▸ **Exercise material**:
** Begin **
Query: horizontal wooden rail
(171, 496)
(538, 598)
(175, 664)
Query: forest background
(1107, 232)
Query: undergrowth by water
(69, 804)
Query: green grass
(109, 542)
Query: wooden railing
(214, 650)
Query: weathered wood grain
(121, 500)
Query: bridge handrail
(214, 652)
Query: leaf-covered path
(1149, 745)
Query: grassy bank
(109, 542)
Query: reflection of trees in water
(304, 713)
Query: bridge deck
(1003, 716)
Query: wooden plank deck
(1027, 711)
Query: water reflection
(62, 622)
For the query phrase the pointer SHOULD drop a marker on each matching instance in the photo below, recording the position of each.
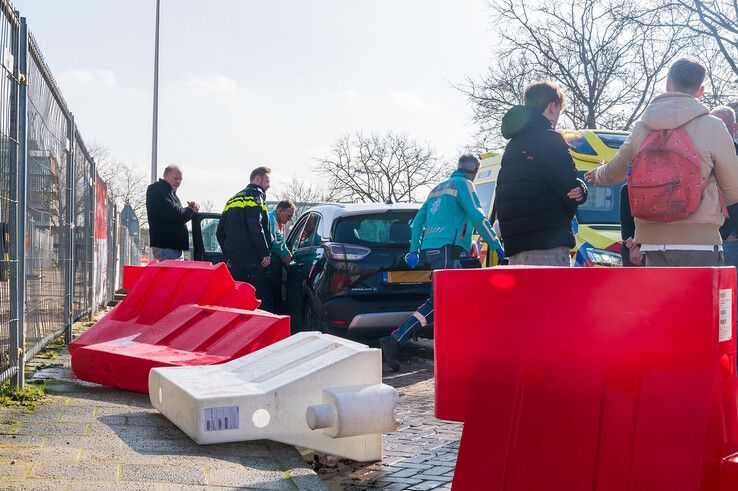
** End **
▸ **Set problem**: Set out every line of the records above as a numbered list, skipping any blank lines. Leave the pictures out.

▸ **Task answer**:
1. Query: horizontal wooden rail
2. (171, 496)
3. (538, 598)
4. (175, 664)
5. Query: forest background
6. (1107, 232)
7. Query: undergrowth by water
8. (69, 804)
9. Query: green grass
10. (109, 542)
11. Query: wooden railing
12. (214, 650)
13. Query: weathered wood grain
14. (121, 500)
15. Query: bridge handrail
16. (214, 652)
17. Query: leaf-covered path
18. (1149, 745)
19. Query: grassy bank
20. (109, 542)
21. Query: reflection of trees in water
22. (304, 713)
23. Query: bridge deck
24. (1003, 716)
25. Query: wooden plank deck
26. (1027, 711)
27. Query: water reflection
28. (62, 622)
29. For the query phrase the pointer SHOULD drop a marker on each matching instance in the photo below, recording the position of each.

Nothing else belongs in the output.